=== Document passage ===
===============

How Much Is Enough?

Amit Ray
Money Tok
Published in
7 min readAug 3, 2020
Photo by Jamie Haughton on Unsplash

A few years back, my wife and I sat down for one of our impromptu money talks. You know, the kind where she tells me that I need to stay at work so we can pay off our mortgage and I beg to be allowed to stop so I can have fun playing music and goofing off.

“Face it Amit, your music is not going to help us lead the lifestyle that we want!”

Now, I’m all for facing the music, but I ventured that we might actually be well on our way to achieving the life of our dreams without needing to grind away till 60. Right?

She gave me the look of debt. You know, the kind you give someone when they make it seem like that massive mortgage we have means nothing. The look — of debt.

Image credit: Giphy

“Are you crazy?” she said. “We just have X saved away. And most of it is in this apartment.”

Well, she didn’t say X. She gave me a number. But I don’t want to tell you. We aren’t that intimate yet.

I looked around, half expecting to see piles of cash peeping out from under the sofa.

“Umm, no, it’s in the bank,” I ventured.

“No you doofus. I mean it’s all stuck as down payment on this place. And anyway we only have X. We need Y.”

Y.

A number beyond my wildest dreams. Needing working years that were well and truly in my worst nightmares.

I tried and failed to do the math.

Stack overflow. Too many zeroes.

“Y? Why?”

And then she gave me an explanation. A pretty good explanation actually, but her ideas were quite different from where I thought we needed to be before we could stop working for money.

That’s when I realised — we all have such different ideas of how much we need. How much we think is right for our future lifestyle.

The real question is — how much is enough? But to figure that out, you need to plan out your financial journey.

Plan your financial journey

There are two ways to approach financial planning. Below I share with you both approaches, but I definitely prefer the second one over the first and that’s what the rest of this article is about.

===============

Coordinate annotation entries:
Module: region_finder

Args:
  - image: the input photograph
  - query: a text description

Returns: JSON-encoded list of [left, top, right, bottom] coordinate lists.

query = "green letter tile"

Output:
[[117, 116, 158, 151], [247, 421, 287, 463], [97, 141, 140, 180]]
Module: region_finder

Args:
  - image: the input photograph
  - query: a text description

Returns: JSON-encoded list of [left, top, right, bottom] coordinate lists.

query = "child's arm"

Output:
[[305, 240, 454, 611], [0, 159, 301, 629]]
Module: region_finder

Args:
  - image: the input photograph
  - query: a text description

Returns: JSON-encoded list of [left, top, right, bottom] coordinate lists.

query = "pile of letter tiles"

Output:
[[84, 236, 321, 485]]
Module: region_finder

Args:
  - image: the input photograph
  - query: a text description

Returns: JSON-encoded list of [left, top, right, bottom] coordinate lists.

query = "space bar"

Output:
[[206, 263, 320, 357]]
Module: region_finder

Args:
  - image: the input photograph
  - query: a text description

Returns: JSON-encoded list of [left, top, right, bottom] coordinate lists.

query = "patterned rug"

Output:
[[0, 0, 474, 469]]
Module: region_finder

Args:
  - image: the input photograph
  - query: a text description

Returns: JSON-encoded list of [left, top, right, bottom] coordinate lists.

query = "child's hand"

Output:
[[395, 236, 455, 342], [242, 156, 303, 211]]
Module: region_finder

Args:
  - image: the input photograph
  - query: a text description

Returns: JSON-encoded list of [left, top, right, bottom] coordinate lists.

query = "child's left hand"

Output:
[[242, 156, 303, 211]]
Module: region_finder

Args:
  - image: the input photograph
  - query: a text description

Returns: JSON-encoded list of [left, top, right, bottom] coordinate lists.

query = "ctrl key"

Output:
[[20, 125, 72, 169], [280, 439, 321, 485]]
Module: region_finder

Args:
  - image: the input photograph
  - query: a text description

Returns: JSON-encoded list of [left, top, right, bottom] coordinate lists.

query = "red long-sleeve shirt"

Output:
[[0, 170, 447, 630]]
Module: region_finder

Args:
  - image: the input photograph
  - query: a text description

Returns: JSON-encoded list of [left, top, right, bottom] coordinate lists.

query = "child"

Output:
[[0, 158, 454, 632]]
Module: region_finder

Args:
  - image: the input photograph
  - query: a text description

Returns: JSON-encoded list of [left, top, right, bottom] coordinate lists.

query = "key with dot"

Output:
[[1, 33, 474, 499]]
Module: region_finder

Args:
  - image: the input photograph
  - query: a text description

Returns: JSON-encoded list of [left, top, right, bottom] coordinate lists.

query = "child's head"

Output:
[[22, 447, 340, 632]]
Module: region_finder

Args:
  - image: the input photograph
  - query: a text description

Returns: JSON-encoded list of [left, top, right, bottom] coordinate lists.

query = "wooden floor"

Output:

===============

=== Exercises to complete ===
(a) In the money article, what does the author's wife say their savings are tied up in?
(b) Quote the listing from its first line up to and including the line that contains "141, 140, 180]]".

=== The responses ===
(a) The down payment on their apartment.

(b)
Module: region_finder

Args:
  - image: the input photograph
  - query: a text description

Returns: JSON-encoded list of [left, top, right, bottom] coordinate lists.

query = "green letter tile"

Output:
[[117, 116, 158, 151], [247, 421, 287, 463], [97, 141, 140, 180]]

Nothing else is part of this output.